Problem:
Omit all pictures, then repeat the listing exactly.

*** Source material Section Begins ***

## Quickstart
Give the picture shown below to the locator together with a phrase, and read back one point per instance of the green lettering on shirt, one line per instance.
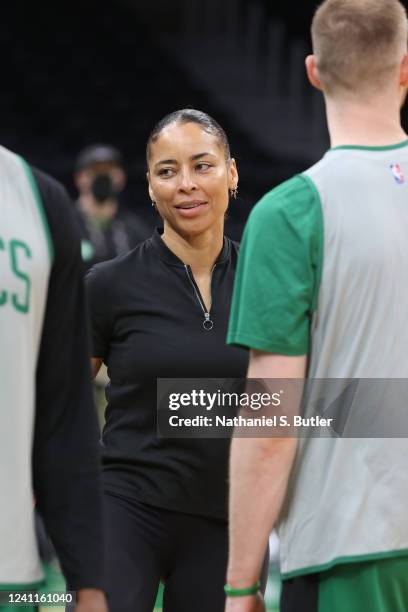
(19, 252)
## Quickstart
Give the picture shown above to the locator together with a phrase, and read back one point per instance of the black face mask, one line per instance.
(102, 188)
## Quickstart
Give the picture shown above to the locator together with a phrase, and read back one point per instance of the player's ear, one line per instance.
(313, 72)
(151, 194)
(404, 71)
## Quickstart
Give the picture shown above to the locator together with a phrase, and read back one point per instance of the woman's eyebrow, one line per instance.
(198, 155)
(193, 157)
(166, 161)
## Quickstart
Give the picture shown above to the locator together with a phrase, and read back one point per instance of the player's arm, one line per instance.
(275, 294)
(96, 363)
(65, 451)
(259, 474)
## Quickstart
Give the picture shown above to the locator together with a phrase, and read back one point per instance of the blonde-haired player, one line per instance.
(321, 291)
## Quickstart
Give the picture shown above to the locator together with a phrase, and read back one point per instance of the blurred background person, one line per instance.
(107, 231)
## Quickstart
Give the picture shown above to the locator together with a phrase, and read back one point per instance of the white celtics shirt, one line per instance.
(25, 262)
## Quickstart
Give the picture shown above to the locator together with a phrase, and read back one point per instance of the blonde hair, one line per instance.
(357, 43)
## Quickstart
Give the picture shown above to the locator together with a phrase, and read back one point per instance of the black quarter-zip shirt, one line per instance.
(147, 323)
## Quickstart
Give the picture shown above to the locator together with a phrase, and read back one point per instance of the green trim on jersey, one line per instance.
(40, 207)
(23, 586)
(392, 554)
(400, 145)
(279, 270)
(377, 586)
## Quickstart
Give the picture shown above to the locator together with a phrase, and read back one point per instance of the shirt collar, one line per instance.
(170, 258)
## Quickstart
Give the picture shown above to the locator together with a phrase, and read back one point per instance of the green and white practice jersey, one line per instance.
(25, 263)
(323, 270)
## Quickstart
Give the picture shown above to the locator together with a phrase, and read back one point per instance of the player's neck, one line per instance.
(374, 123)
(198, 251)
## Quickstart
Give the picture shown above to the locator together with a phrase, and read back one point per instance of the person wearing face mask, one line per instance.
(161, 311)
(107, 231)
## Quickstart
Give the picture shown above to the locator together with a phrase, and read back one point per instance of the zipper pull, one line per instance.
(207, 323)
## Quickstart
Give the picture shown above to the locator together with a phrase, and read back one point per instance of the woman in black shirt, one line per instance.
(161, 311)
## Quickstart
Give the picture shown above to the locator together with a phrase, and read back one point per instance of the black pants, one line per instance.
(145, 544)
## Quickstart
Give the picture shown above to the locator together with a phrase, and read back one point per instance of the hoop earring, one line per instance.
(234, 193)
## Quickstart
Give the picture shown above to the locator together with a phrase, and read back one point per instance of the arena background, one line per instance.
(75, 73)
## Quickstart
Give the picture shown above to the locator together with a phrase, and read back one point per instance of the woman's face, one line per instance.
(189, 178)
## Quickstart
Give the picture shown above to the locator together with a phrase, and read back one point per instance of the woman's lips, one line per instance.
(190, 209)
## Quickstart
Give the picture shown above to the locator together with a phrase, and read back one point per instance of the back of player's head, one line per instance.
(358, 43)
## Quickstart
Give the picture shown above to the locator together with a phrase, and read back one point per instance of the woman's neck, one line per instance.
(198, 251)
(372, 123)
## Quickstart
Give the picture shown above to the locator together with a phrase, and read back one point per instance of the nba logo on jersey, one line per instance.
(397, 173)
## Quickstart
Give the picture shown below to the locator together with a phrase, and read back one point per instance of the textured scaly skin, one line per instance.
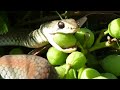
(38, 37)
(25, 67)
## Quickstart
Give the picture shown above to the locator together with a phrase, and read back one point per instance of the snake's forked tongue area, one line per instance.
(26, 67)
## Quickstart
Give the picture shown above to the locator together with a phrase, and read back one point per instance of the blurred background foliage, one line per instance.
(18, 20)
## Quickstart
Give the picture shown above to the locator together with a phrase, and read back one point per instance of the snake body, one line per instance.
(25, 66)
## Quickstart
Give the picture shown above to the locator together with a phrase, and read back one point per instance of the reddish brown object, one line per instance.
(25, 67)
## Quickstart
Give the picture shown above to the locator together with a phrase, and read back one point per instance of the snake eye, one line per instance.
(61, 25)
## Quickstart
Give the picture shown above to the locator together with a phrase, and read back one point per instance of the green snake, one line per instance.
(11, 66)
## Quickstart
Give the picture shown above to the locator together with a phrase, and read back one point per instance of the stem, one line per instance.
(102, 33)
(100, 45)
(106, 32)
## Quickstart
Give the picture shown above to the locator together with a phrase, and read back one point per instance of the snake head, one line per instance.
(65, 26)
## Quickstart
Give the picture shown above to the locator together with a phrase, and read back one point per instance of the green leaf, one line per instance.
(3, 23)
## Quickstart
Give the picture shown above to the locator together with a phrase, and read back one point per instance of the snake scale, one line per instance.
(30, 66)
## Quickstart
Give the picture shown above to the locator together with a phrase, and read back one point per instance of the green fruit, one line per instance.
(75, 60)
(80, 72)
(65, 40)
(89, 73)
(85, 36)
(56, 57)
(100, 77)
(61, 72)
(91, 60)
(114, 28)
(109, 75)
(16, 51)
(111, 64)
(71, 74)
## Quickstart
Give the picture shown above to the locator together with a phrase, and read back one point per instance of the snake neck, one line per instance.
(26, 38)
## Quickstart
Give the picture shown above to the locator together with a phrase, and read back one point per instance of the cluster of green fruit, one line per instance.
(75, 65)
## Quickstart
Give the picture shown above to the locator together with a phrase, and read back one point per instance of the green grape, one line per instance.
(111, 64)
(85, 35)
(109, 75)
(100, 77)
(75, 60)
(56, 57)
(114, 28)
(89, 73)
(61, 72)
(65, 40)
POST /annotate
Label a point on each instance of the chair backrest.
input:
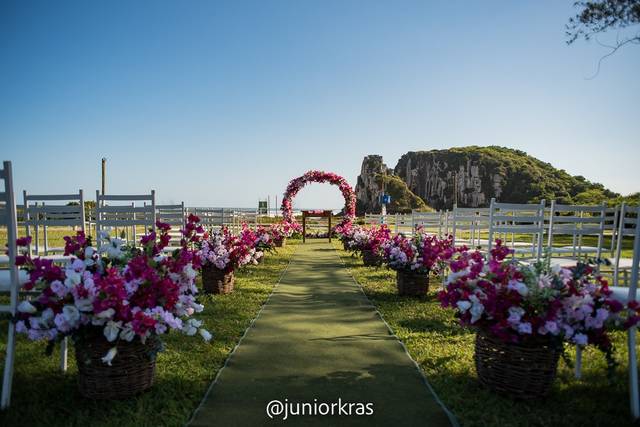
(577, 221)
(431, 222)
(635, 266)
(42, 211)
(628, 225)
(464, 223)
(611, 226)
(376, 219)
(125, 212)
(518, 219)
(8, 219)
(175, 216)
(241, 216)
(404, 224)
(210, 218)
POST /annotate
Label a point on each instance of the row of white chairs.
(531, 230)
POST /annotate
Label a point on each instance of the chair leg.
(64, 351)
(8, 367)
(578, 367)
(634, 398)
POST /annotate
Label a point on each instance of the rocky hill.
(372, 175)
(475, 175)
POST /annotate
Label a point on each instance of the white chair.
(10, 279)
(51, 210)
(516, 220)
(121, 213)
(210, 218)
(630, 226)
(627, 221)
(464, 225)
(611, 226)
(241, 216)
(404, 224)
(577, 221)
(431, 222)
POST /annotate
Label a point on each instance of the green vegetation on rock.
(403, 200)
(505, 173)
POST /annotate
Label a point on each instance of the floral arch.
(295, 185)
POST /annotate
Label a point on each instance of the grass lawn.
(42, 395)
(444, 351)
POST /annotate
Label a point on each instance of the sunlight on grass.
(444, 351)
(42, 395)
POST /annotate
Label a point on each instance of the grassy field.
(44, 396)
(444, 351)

*** Source material Section Ends ***

Answer for the task:
## Quickstart
Give the picture shown below to the locator together with a phrase, and read back one point per instance of the green lettering on shirt, one line per instance.
(19, 252)
## Quickstart
Give the picture shown above to the locator together with a phrase, and read back one point per instance of the black face mask, one line per instance.
(102, 188)
## Quickstart
Give the picture shown above to the locator together with a phrase, and read back one point per instance of the player's ear, one line per instance.
(313, 72)
(151, 194)
(404, 71)
## Quickstart
Give the picture shown above to the locator together with a phrase, and read back one point per instance of the woman's eyebrow, one line per instance.
(198, 155)
(193, 157)
(166, 161)
## Quickstart
Give the picture shown above to the locator together with a phrase, and read back one point per instance of the player's arm, one line per instance.
(275, 294)
(96, 363)
(65, 451)
(259, 474)
## Quickstart
Give the picture shown above to the locator together with a phrase, and read back one point per instance of the blonde-haired player, one line per instance.
(321, 291)
## Quickstart
Give the picture shown above to the locator together with a phrase, and read back one point per instance of the blurred background person, one line per instance.
(107, 231)
## Quickstart
Give the picture shown above to the locator together with a phrase, and read back one point per instance of the white celtics shirt, one line per instance.
(25, 262)
## Quickstart
Give the picture shown above to the locator together with a phrase, and read back one point per instance of the blonde hair, one line per instance.
(357, 43)
## Quickstart
Give the picture shown above to the locator together with a phrase, and read back one point per instance of the black quarter-zip shirt, one line per instance.
(147, 323)
## Quickstart
Give the picture shown above to the locator together with a phrase, and read back one point per instance of the green trim on jersey, one line per instance.
(40, 207)
(23, 586)
(392, 554)
(400, 145)
(279, 270)
(377, 586)
## Quickstart
Give the picture shown above to the locator together with a phrase, and read back one point per instance of the shirt collar, one line per instance.
(170, 258)
## Quickstart
Give the picture shown above to the locator together with a phrase, and read back one point per instance of the green and white practice jersey, one line per instance.
(25, 263)
(323, 270)
## Quickstart
Give the picture shown above to the locator together with a phrase, and read back one point per instance of the player's neck, one line per instance.
(374, 123)
(198, 251)
## Quickstart
Give the picture shown above to the locator together with a phrase, and read back one point per instance of the person wearing face mask, one line per instance.
(161, 311)
(107, 231)
## Quickstart
Give the picture shown above to the locator together with a phrase, and read back one point per instance of the zipper pull, one line per instance.
(207, 323)
## Quickstart
Give the picture shown above to the locator together with a phrase, and read back one point per instance of the woman in black shirt, one line per instance.
(161, 311)
## Quickstart
Give the picture shown above to the locator together with a phrase, and read back one point per instance of the black pants, one line per instance.
(145, 544)
## Quickstart
Give the picture shown above to the locator together with a phrase, and read back one point per instance of the hoop earring, one line per instance.
(234, 193)
## Quickstart
Give the picture shown above to the locator together with a phrase, and read back one point per instance of the arena background, one line per instance.
(75, 73)
## Quickstart
Give the picture shown above to the locator together with a phrase, and read back one point per instance of the woman's face, one line per instance.
(189, 178)
## Quickstart
Give the picture shown above to the locator together with a phrase, and read back one point per instance of the woman's lips, one line per instance.
(190, 209)
## Quickstart
Give the picture shown above to the locator together with a phrase, and read back one point per instance of the back of player's head, one line per instance.
(358, 43)
## Quickstart
Give the picture shown above to the locator together with a phrase, and read back one point per instance of the woman's neck, one line per instance.
(198, 251)
(372, 123)
## Quickstart
Give the picture shown above to the locator together with a phrase, and read back one point per instance of the nba logo on jersey, one line per instance.
(397, 173)
## Quickstart
Give the picture shown below to the locator together with a phrase, and read back one point per instance of the textured scaly skin, one line per instance.
(38, 37)
(25, 67)
## Quickstart
Give the picture shown above to the locator together with a phrase, and read back one point per instance of the snake's forked tongue area, one line per instance.
(26, 67)
## Quickstart
Give the picture shown above to the locator together with a phrase, and read back one point per instance of the blurred background foliage, one line per instance.
(18, 20)
## Quickstart
Give the picture shown above to the locator together with a phrase, and read back one point per instance of the snake body, one line per instance.
(25, 66)
## Quickstart
Give the picture shown above to the locator together with a phrase, and read back one point per instance of the reddish brown object, one line per instance.
(25, 67)
## Quickstart
Give the picture shown above to the locator together with a phrase, and read back one point per instance of the snake eye, one line per instance.
(61, 25)
## Quickstart
Give the picture shown above to the locator together with a phrase, and read back one point per instance of the green snake, one line per instance.
(11, 66)
## Quickstart
Give the picture shown above to the locator together with a phrase, and read back one point per instance of the stem, one line per instance.
(102, 33)
(100, 45)
(106, 32)
## Quickstart
Give the picture shown above to the locator together with a phrase, and read back one point per instance of the snake head, one line per instance.
(65, 26)
## Quickstart
Give the picture shown above to the locator together with a phrase, and read back one point per instance of the green leaf, one line per instance.
(3, 23)
## Quickstart
Give the picture shown above to the locator together with a phrase, and read back one point per instance of the snake scale, one line per instance.
(30, 66)
## Quickstart
Give the picture shown above to the locator together with a phrase, and read back one point per instance of the green fruit, one line per instance.
(75, 60)
(80, 72)
(65, 40)
(89, 73)
(85, 36)
(56, 57)
(100, 77)
(61, 72)
(91, 60)
(114, 28)
(109, 75)
(16, 51)
(111, 64)
(71, 74)
## Quickstart
Give the picture shown above to the locator together with a phrase, and read back one point per instance of the snake neck, one line per instance.
(26, 38)
## Quickstart
Give the picture shown above to the locator together with a phrase, and read back one point per instance of the cluster of green fruit, one line per instance.
(75, 65)
## Quickstart
Give the picture shown above to the locator together with a phrase, and read back one point per instance of the green grape, one line per instance.
(111, 64)
(85, 35)
(109, 75)
(100, 77)
(75, 60)
(56, 57)
(114, 28)
(89, 73)
(61, 72)
(65, 40)
POST /annotate
Label a point on each instance of the chair backrest.
input:
(577, 221)
(431, 222)
(635, 266)
(42, 211)
(628, 225)
(464, 223)
(611, 226)
(376, 219)
(125, 212)
(518, 219)
(8, 219)
(175, 216)
(241, 216)
(404, 224)
(210, 218)
POST /annotate
Label a point on each instance of the row of white chairs.
(531, 230)
POST /annotate
Label a point on each instance of the chair leg.
(64, 351)
(8, 367)
(578, 367)
(634, 398)
POST /annotate
Label a point on each instance of the rocky hill.
(372, 175)
(475, 175)
POST /annotate
Label a point on each instance of the white chair.
(10, 279)
(51, 210)
(516, 220)
(121, 213)
(210, 218)
(630, 226)
(627, 221)
(464, 225)
(611, 226)
(241, 216)
(404, 224)
(577, 221)
(431, 222)
POST /annotate
Label a point on each instance of the green vegetation on rock.
(403, 200)
(505, 173)
POST /annotate
Label a point on each instance of the floral arch.
(295, 185)
POST /annotate
Label a point on each instance of the grass lawn.
(42, 395)
(444, 351)
POST /annotate
Label a point on each instance of the sunlight on grass.
(444, 351)
(42, 395)
POST /annotate
Label a point on each instance of the grassy field.
(44, 396)
(444, 351)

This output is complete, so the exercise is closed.